→ **Items listed in a dataset**
•••

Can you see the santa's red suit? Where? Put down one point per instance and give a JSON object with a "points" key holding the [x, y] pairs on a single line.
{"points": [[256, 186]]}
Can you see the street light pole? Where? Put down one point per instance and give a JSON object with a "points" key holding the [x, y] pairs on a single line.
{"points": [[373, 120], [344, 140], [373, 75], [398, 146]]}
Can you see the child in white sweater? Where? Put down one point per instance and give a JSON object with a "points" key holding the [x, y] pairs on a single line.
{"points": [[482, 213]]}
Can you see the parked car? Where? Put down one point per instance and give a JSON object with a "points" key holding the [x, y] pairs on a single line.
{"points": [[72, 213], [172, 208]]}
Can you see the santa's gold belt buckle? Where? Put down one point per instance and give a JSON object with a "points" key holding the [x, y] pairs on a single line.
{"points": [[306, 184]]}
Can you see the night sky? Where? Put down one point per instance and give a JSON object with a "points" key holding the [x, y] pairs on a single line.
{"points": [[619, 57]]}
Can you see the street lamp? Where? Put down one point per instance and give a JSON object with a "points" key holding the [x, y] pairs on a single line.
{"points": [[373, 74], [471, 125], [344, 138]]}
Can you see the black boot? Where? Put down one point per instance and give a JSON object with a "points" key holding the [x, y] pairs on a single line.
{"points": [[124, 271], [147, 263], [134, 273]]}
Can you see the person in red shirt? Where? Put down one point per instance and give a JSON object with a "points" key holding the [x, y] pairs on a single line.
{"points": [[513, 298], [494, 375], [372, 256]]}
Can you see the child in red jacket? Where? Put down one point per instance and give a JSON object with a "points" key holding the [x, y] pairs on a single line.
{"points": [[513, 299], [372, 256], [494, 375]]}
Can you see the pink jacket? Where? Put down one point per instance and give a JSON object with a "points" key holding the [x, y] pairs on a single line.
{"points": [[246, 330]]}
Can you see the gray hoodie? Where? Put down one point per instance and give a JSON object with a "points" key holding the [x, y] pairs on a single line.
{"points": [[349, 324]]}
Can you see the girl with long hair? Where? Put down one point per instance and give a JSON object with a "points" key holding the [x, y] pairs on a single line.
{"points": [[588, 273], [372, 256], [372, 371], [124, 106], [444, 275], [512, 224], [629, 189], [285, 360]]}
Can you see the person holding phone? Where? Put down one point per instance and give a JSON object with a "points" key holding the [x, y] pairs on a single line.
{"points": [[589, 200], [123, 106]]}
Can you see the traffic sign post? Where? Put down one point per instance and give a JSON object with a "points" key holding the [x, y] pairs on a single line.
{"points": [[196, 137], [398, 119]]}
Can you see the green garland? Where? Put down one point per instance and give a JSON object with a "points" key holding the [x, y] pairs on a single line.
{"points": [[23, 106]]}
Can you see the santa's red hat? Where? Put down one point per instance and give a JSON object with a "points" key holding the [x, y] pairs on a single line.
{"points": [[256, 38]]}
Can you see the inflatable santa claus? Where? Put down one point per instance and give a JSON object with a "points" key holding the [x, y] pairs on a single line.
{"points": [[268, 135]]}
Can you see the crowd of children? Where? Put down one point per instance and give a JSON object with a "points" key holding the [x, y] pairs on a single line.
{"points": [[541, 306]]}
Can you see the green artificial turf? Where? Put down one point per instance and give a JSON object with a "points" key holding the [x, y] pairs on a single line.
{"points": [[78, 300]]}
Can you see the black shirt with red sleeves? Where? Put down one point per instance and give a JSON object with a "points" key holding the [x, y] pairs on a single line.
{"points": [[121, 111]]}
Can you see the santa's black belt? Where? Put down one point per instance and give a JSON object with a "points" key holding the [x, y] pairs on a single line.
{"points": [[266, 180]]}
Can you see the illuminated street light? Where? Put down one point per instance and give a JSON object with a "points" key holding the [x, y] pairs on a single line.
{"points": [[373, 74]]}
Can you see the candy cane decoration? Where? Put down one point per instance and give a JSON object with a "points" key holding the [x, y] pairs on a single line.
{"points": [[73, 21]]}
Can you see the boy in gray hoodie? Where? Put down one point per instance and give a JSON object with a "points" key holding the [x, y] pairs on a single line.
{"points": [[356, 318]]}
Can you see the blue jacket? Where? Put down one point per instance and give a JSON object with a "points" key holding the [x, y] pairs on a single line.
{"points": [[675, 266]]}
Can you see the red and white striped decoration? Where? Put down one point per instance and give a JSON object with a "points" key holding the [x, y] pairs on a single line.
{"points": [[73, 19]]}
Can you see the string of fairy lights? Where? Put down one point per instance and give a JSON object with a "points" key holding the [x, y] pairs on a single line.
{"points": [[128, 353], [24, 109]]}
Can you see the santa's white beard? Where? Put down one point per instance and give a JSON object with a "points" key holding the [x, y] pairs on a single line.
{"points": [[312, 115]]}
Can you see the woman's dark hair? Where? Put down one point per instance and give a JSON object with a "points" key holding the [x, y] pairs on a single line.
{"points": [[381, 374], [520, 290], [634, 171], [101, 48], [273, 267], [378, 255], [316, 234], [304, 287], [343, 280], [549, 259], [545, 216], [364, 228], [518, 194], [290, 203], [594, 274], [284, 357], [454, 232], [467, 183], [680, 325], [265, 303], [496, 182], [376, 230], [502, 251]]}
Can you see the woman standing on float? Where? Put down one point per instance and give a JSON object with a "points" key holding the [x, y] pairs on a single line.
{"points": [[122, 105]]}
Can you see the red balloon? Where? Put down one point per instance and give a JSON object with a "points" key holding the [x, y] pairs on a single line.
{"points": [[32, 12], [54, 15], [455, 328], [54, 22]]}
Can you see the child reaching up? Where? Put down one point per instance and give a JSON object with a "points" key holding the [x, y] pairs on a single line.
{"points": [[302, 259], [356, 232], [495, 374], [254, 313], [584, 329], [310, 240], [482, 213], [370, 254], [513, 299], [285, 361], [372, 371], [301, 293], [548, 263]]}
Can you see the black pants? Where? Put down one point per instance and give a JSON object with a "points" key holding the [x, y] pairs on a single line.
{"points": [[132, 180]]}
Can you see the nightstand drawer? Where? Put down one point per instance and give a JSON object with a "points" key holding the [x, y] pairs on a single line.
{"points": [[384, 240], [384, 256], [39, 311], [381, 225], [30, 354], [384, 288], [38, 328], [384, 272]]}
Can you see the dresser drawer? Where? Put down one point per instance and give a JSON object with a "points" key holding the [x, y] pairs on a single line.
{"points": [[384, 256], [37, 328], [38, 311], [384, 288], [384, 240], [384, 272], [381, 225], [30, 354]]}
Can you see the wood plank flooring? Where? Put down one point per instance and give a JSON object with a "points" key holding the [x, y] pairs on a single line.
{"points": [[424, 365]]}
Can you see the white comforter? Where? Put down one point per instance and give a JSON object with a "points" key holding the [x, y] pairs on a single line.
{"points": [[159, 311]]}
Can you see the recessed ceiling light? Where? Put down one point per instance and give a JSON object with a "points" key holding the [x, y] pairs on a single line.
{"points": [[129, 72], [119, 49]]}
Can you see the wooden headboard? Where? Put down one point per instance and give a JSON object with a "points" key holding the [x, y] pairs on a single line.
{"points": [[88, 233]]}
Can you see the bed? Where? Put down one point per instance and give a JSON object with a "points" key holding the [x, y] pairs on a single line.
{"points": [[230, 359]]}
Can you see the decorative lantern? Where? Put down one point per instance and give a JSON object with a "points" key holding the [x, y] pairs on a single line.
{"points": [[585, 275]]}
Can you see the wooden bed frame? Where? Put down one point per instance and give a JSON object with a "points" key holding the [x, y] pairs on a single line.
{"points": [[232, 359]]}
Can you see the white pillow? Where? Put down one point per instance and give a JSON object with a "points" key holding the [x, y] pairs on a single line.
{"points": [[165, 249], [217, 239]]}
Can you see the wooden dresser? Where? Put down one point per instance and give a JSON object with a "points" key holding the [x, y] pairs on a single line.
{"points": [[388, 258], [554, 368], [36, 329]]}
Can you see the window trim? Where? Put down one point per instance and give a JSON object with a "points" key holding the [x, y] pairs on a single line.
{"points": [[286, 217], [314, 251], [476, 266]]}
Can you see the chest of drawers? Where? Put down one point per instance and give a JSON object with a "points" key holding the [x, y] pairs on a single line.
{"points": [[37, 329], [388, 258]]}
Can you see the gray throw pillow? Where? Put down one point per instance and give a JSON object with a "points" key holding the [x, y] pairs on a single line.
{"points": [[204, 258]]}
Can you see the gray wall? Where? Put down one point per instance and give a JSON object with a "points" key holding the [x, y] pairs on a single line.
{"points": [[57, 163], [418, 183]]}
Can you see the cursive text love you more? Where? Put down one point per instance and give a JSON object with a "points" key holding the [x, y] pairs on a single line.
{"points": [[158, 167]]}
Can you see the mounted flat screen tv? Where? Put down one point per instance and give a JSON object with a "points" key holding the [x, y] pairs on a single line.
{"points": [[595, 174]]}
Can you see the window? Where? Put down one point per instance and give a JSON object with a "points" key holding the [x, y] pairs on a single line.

•••

→ **Required action**
Take the line holding "Can you see the wooden bed" and the lines after it through the end of the entries. Retype them exactly and add nothing.

→ **Solution to the problem**
Can you see the wooden bed frame? Where? Put down one point per instance and give a JSON object with a "points" key holding the [x, y] pairs on a single line.
{"points": [[232, 359]]}
Can you see the white pillow? Where? Put down one point per instance and give a JSON object with a "points" key holding the [x, y] pairs on a single line.
{"points": [[165, 249], [217, 239]]}
Can you see the wooden dresser? Where? Put down one point per instance and give a JSON object with a "points" key holding the [x, y] pairs on a single line.
{"points": [[388, 258], [554, 368], [36, 329]]}
Can you see the window trim? Where? Put down one point per instance and give a JSON object with a "points" key holding the [x, y] pairs on a single line.
{"points": [[286, 217], [314, 251], [476, 266]]}
Can you see the chest of drawers? Where? Put down one point per instance and give a JSON object with a "points" key holding the [x, y] pairs on a single line.
{"points": [[37, 329], [388, 258]]}
Can you see the gray throw pillow? Where? Put down one point per instance and give a JSON object with a "points" key holding the [x, y] pairs on a single line.
{"points": [[204, 258]]}
Can you see the gray wall? Where? Put down one point per instance and give a JSON object with a "points" key holding the [x, y] pairs on a single line.
{"points": [[57, 163], [418, 183]]}
Can you see the cursive text love you more? Where? Put down one point per instance and give a JSON object with a "points" key holding the [x, y] pairs on a single line.
{"points": [[158, 167]]}
Can you see the mounted flat screen tv? Where? Put down one point per instance and give a JSON object with a "points" key holding the [x, y] pairs on a single line.
{"points": [[595, 174]]}
Can you see the window? Where? Put down one point per instance and give a JSON object with a "points" key holding the [x, y] pairs on a single line.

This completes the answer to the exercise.